<<<<

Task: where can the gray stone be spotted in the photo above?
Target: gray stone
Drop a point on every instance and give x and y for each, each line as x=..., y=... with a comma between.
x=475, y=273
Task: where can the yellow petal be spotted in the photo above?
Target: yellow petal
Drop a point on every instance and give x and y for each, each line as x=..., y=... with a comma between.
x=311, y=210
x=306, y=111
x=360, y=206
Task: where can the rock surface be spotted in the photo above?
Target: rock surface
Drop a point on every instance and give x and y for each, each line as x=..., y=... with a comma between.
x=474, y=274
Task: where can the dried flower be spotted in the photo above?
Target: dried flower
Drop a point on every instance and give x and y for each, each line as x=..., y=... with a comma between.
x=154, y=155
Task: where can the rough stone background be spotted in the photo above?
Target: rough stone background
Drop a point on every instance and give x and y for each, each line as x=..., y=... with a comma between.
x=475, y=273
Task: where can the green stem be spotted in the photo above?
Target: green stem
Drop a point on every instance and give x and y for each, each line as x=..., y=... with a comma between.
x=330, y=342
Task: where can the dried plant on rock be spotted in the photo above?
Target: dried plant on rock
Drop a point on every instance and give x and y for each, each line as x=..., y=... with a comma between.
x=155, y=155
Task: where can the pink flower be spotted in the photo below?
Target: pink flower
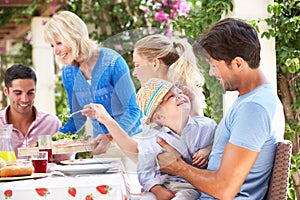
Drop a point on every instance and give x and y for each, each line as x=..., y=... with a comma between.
x=144, y=8
x=131, y=43
x=160, y=16
x=119, y=47
x=164, y=2
x=182, y=7
x=169, y=31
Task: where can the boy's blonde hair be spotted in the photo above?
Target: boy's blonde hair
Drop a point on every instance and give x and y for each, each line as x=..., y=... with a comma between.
x=68, y=28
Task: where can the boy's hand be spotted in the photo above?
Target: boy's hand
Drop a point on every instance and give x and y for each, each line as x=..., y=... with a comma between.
x=162, y=193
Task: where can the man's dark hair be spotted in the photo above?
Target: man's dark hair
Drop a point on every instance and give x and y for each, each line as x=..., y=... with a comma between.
x=18, y=71
x=230, y=38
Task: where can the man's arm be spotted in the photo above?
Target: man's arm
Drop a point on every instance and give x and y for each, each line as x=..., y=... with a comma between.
x=224, y=183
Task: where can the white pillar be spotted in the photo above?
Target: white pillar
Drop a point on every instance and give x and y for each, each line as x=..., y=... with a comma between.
x=43, y=62
x=254, y=10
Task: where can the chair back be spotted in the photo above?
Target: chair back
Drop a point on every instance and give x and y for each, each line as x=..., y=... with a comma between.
x=278, y=185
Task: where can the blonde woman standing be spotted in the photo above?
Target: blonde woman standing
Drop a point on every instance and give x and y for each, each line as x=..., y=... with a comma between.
x=92, y=74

>>>>

▶ Directions:
Everything from the line containing "Task: where can the blonde" to the last line of the material above should be printed exactly, both ends included.

▶ Response:
Task: where can the blonde woman standing be spotted in the photo above?
Target: blonde woman standing
Drop a point on every instance and give x and y for each, each line as x=..., y=... with a comma between.
x=92, y=74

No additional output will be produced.